- [Il compito]:
Mostra, copiate per intero, tutte le righe dei record in cui compare la parola "list". Maiuscole e minuscole fanno differenza.

▬▬▬▬▬▬▬▬▬▬

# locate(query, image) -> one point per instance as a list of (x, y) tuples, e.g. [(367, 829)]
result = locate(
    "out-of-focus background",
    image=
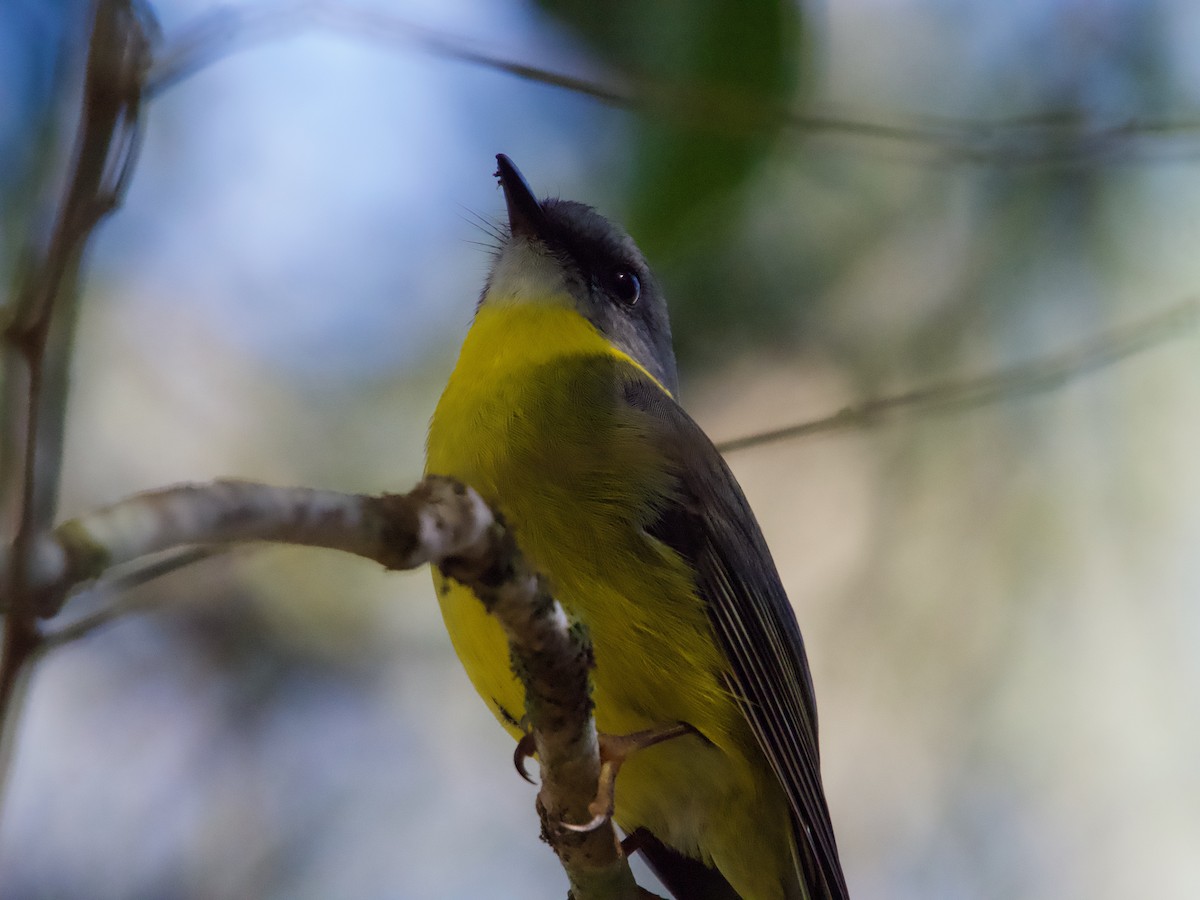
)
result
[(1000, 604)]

▬▬▬▬▬▬▬▬▬▬

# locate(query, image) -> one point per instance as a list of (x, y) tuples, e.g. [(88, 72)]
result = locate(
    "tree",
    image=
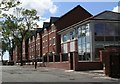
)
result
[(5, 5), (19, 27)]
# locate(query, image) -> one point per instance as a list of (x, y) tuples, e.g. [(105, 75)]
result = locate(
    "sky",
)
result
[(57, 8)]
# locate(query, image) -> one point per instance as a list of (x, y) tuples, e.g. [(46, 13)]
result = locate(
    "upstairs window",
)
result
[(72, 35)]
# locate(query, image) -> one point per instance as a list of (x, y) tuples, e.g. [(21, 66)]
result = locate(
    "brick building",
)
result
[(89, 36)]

▬▬▬▬▬▬▬▬▬▬

- [Risultato]:
# locate(query, image) -> one point per instance as a list of (x, y) tuples, e.g. [(367, 829)]
# locate(query, image) -> one point per instance as a list of (x, y) tuples, e.g. [(88, 72)]
# locate(query, image) -> one point per instance as a list of (x, y) tuples, e.g. [(105, 75)]
# locate(query, image) -> one point per instance as a list of (x, y) tuples, e.g. [(46, 13)]
# locate(query, image) -> one point per instance as a list of (x, y) tuples, e.g. [(21, 66)]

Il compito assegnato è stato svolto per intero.